= YOUR OBJECTIVE =
Resume the SV Memmelsdorf club history below, picking up right after its last sentence.

-------- TEXT EXCERPT

SV Memmelsdorf
- Full name: Sportverein 1923 Memmelsdorf e.V.
- Founded: 7 December 1923
- Ground: Schmittenau-Stadion
- Capacity: 4,000
- Chairman: Herbert Massak
- Manager: Bernd Eigner
- League: Landesliga Bayern-Nordwest (VI)
- 2015–16: 10th
| Home colours | Away colours |

= SV Memmelsdorf =

German football club

The SV Memmelsdorf is a German association football club from the city of Memmelsdorf, Bavaria. The club played for a season in the Oberliga Bayern in 2009–10, having achieved promotion to this league for the first time.

==History==
Formed on 7 December 1923, SVM was not the first football club formed in the village of Memmelsdorf, near Bamberg. An earlier club had existed for a brief period from the end of the First World War to 1923 but was then disbanded. Josef Bauer, a local trader, was the driving force behind the new club and became its chairman, an office he held until 1933.

The new club played its first game of football on 24 December 1934, losing 5–2 to TB Jahn Bamberg. The club's early years were spent in the local C- and B-Klasse, but, in 1931, it won promotion to the A-Klasse Bamberg for the first time. Also in 1931, the club changed its colours from black and white to red and white.

Memmelsdorf remained in the A-Klasse for three seasons before being relegated again. A period of decline followed, culminating in a withdrawal from competitive football because of a lack of players in 1938. The outbreak of the Second World War did not improve this situation and SVM remained dormant for a time.

After the end of the war in 1945, the club needed permission from the local occupation authorities, Bavaria was in the US-zone, but it was now able to field a team in local league football again. The club had to restart at the bottom of the league pyramid, the C-Klasse, but returned to the A-Klasse by 1953. SVM stayed for only one season in this league but returned in 1955 and became a more permanent member, lasting until 1968.

----------------
-------- RAW RECORDS

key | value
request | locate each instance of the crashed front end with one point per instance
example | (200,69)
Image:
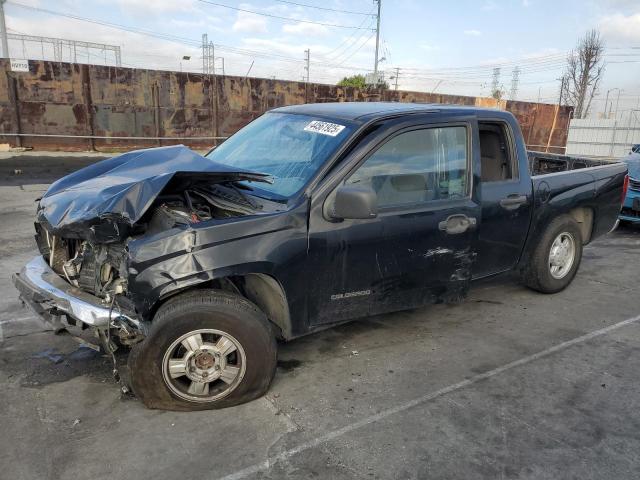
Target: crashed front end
(86,220)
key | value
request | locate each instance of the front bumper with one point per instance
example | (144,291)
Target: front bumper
(631,207)
(50,296)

----------------

= EXERCISE OUTPUT =
Once more, the club returned to the A-Klasse, now the sixth tier of league football in the region, in 1971. The 1975–76 season saw the club reach new heights, finishing second in the A-Klasse. In the promotion round, it faced VfL Frohnlach, which it beat 2–1 and earned promotion to the Bezirksliga Oberfranken-West for the first time.

The club performed well in this new league and came second in 1977–78 but lost its greatest talent, 20-year-old Joachim Pickel in a car accident. It played in the 1978–79 German Cup, where it lost 8–1 at home to 1. FC Bocholt. SVM remained a good side in the Bezirksliga but it took until 1987 to get another shot at promotion. Finishing second on equal points with SV Hallstadt, a decider had to be played in Bamberg and SVM won 6–3 in front of 1,200 spectators. The team then had to face ATS Kulmbach, which it beat 3–2, courtesy to a 90th-minute goal. In the decisive third game, it beat FC Eibelstadt 2–0 and earned promotion to the Landesliga Bayern-Nord (IV) for the first time. Because of the relegation of local powerhouse 1. FC Bamberg to the Bezirksliga that year, the team also became the highest-ranking club in the city of Bamberg.

The club managed to establish itself well in the new league surprised everyone when it finished second in the 1988–89 season. The team thereby earned the right to take part in the Oberliga promotion round, where it faced SpVgg Fürth and lost 5–3. The game, in front of 4,500 spectators was a highlight in the club's history. Fürth in turn had to wait another two years to return to the Bayernliga, losing to FC Memmingen in the promotion final.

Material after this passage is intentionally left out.